Detect, investigate, and respond

Phase 2 focuses on detecting and responding to incidents quickly and effectively. This phase identifies problems early, assesses their impact, and implements the right mitigation strategies while containing disruption. This phase also ensures that triage, resolution, and communication are coordinated, consistent, and accountable across all teams.

Important

Clear, consistent communication maintains control and clarity in high-stress situations. Define exactly who speaks, what gets shared, and how often. Standardize update cadence, channels, and message formats so that no one scrambles for information during the crisis. Make sure that every stakeholder, from engineers to executives, knows when to expect updates and when escalation is required.

  1. Act immediately when alerts or user reports indicate a problem. Use observability and performance tools to correlate anomalies with system changes. The incident recipient sets up a triage (bridge) team with the right members and agrees on communication mode, progress tracking, and access to incident assets.

  2. Mobilize the engineering bridge to evaluate the impact and severity. Evaluate the impact of the incident by using your predefined severity classifications. Use data to justify criteria outlined in the incident response plan, like the number of users affected, business functions disrupted, security and compliance implications, and potential impact on customer trust and reputation. This assessment determines the appropriate response level and guides the next mitigation steps.

  3. The investigation stage begins when the right engineering teams are engaged and start an RCA. This process involves deep technical analysis to pinpoint the cause and contain the impact. Engineers use observability data, telemetry dashboards, system logs, and change histories to trace anomalies and identify failure points. They focus on isolating the problem quickly, validating hypotheses by using real-time data, and developing a precise mitigation plan that restores service stability without introducing new risk.

    Trade-off: An RCA can take significant time. To correlate performance problems, you must collect and store data. The required time and infrastructure can add extra work to the operations teams and cost to the workload.

    Risk: If you perform an RCA without proper security guardrails, you might expose sensitive information when you provide access to logs and data.

  4. Follow the containment strategies to isolate affected components and limit the blast radius. You might take the following actions:

    • Block access to affected components by using separate paths for triage. For example, you might shut down a resource, throttle traffic, or disable a failing microservice.

    • Limit the incident's reach to specific users, regions, or components.

    • Maintain workload functionality in a degraded state if possible.

  5. Select an appropriate mitigation strategy. Choose mitigation approaches based on the current state of the workload, available resources, and immediate constraints.

    Your choice depends on factors like infrastructure type, available bypass mechanisms, complexity of the fix, data sensitivity and compliance requirements, system dependencies, and recovery time objectives (RTOs).

Dataset extract:
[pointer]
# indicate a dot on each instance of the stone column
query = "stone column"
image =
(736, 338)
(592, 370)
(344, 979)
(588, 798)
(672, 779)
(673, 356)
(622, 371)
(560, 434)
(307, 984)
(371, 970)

Work to do:
A) Reproduce the stretch of the incident response text from "4. Follow the" through "time objectives (RTOs).".
B) Rewrite the records, replacing "stone column" with "marble pillar" and leaving everything else unchanged.
The records bear no relation to the incident response text.

Full solutions:
A)
4. Follow the containment strategies to isolate affected components and limit the blast radius. You might take the following actions:

    • Block access to affected components by using separate paths for triage. For example, you might shut down a resource, throttle traffic, or disable a failing microservice.

    • Limit the incident's reach to specific users, regions, or components.

    • Maintain workload functionality in a degraded state if possible.

  5. Select an appropriate mitigation strategy. Choose mitigation approaches based on the current state of the workload, available resources, and immediate constraints.

    Your choice depends on factors like infrastructure type, available bypass mechanisms, complexity of the fix, data sensitivity and compliance requirements, system dependencies, and recovery time objectives (RTOs).

B)
[pointer]
# indicate a dot on each instance of the marble pillar
query = "marble pillar"
image =
(736, 338)
(592, 370)
(344, 979)
(588, 798)
(672, 779)
(673, 356)
(622, 371)
(560, 434)
(307, 984)
(371, 970)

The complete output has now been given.